TEXT EXCERPT:
**********
Quick reference for commit, branch, and merge best practices.


Commits

The Rule

One commit = one logical change. The codebase should be in a working state after each commit.

Test Before Committing

  • Does this commit do one thing?
  • Is the code working (tests pass)?
  • Can I describe it in one sentence without using "and"?

Message Format

<type>(<scope>): <short description>

[optional body: explain WHY, not what]

Types: feat, fix, refactor, test, docs, chore

Examples:

feat(datahub): add websocket support for live tick data
fix(registry): prevent duplicate strategy registrations
test(providers): add unit tests for kraken rate limiting
refactor(core): extract base provider class for reuse


Branches

Naming Convention

feat/short-description    # New features
fix/issue-or-description  # Bug fixes
refactor/what-changed     # Code restructuring
test/what-coverage        # Adding tests
docs/what-documented      # Documentation

Workflow (GitHub Flow)

  1. main is always deployable — never push broken code directly
  2. Create feature branches for all work
  3. Keep branches short-lived (merge within days, not weeks)
  4. Use pull requests even when solo — they document decisions
main ─────●─────●─────●─────●─────●───────
           \         /     \     /
            feat/xxx       fix/yyy

Quick Checklist

Before every commit: - [ ] Single logical change? - [ ] Tests pass? - [ ] On the right branch? - [ ] Message follows format?

Before merging to main: - [ ] All tests pass? - [ ] Code reviewed (even self-review)? - [ ] Branch is up to date with main?
**********
(Records)
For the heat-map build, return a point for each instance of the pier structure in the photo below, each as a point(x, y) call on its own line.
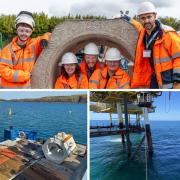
point(124, 104)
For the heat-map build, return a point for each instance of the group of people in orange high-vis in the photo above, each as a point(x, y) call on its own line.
point(90, 74)
point(156, 63)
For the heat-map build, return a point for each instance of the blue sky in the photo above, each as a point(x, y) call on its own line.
point(35, 94)
point(107, 8)
point(165, 109)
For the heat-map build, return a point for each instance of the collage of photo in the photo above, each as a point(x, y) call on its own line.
point(90, 90)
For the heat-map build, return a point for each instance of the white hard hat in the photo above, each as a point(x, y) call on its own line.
point(146, 7)
point(26, 18)
point(113, 54)
point(68, 58)
point(91, 49)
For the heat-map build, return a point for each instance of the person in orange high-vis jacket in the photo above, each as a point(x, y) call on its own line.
point(71, 77)
point(157, 59)
point(111, 76)
point(19, 56)
point(90, 62)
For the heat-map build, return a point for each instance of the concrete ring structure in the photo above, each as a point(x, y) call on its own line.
point(73, 36)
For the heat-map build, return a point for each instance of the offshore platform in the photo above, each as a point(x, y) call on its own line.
point(127, 104)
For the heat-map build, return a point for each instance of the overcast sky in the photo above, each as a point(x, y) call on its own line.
point(107, 8)
point(36, 94)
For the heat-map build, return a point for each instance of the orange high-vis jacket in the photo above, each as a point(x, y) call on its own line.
point(83, 67)
point(16, 63)
point(166, 55)
point(120, 80)
point(72, 83)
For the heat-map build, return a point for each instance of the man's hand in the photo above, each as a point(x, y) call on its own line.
point(126, 18)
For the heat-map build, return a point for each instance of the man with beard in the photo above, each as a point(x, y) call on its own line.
point(157, 59)
point(90, 62)
point(19, 56)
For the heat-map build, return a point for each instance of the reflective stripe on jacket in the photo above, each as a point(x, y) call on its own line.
point(83, 67)
point(16, 63)
point(166, 56)
point(120, 80)
point(72, 83)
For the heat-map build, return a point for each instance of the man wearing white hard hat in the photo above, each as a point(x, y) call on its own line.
point(19, 56)
point(111, 76)
point(90, 61)
point(71, 77)
point(157, 59)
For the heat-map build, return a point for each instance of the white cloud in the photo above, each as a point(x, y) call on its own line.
point(97, 7)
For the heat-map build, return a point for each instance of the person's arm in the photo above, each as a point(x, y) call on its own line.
point(8, 72)
point(125, 83)
point(173, 48)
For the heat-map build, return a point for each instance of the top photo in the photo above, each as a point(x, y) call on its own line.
point(110, 44)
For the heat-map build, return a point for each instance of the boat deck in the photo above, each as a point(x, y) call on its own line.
point(25, 160)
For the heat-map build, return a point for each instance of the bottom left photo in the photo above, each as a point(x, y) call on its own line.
point(43, 135)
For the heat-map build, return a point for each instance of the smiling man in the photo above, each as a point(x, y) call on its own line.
point(111, 76)
point(90, 62)
point(157, 60)
point(18, 57)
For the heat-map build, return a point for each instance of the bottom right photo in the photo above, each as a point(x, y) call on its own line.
point(134, 135)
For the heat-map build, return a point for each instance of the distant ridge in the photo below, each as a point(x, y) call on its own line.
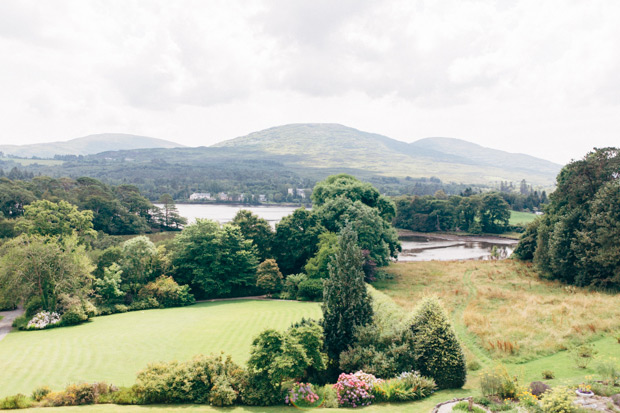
point(327, 145)
point(87, 145)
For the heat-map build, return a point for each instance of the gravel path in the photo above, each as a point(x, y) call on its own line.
point(7, 321)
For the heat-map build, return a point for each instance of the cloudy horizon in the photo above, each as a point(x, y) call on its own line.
point(526, 77)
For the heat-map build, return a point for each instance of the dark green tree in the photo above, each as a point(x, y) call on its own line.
point(346, 303)
point(296, 240)
point(257, 230)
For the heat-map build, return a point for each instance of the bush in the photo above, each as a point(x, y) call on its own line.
point(40, 392)
point(42, 320)
point(355, 389)
point(291, 286)
point(438, 352)
point(497, 382)
point(19, 401)
point(167, 292)
point(310, 290)
point(189, 382)
point(558, 400)
point(537, 388)
point(302, 395)
point(548, 375)
point(408, 386)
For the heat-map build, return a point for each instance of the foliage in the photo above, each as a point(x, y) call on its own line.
point(296, 239)
point(52, 219)
point(215, 261)
point(268, 276)
point(374, 233)
point(346, 303)
point(354, 390)
point(257, 230)
point(558, 400)
point(43, 267)
point(576, 241)
point(302, 395)
point(318, 266)
point(438, 353)
point(19, 401)
point(310, 290)
point(194, 381)
point(167, 292)
point(408, 386)
point(538, 387)
point(291, 355)
point(43, 320)
point(108, 287)
point(496, 381)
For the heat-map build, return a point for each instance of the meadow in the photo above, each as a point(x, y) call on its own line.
point(114, 348)
point(502, 310)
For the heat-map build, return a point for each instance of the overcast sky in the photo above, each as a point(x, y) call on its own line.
point(539, 77)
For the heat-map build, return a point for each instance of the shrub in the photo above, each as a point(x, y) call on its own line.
point(609, 370)
point(310, 290)
point(222, 392)
point(40, 392)
point(537, 388)
point(548, 374)
point(167, 292)
point(408, 386)
point(291, 285)
point(497, 382)
point(189, 382)
point(42, 320)
point(302, 395)
point(464, 406)
point(19, 401)
point(269, 277)
point(558, 400)
point(438, 352)
point(355, 389)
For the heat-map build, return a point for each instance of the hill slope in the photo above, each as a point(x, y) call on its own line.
point(338, 146)
point(87, 145)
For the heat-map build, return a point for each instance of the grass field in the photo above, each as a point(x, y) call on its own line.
point(502, 310)
point(521, 218)
point(114, 348)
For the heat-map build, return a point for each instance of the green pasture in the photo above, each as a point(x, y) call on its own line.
point(114, 348)
point(521, 218)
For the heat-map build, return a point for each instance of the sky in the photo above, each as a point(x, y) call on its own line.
point(536, 77)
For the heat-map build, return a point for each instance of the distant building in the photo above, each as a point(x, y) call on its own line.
point(200, 195)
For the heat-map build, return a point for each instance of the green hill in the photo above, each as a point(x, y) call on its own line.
point(87, 145)
point(338, 146)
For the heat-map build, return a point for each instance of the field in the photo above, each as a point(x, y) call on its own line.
point(502, 310)
point(521, 218)
point(114, 348)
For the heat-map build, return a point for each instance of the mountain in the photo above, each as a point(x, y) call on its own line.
point(336, 146)
point(87, 145)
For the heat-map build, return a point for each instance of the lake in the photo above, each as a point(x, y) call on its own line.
point(416, 246)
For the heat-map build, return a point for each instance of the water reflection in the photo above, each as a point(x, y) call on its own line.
point(428, 248)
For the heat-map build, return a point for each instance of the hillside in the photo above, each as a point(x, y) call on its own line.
point(87, 145)
point(338, 146)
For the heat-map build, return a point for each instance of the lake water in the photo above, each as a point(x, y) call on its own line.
point(416, 247)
**********
Rewrite the passage of the Git best-practices reference between "1. main is always" and "days, not weeks)", inclusive, changing "deployable" to "releasable".

FULL RESPONSE:
1. main is always releasable — never push broken code directly
  2. Create feature branches for all work
  3. Keep branches short-lived (merge within days, not weeks)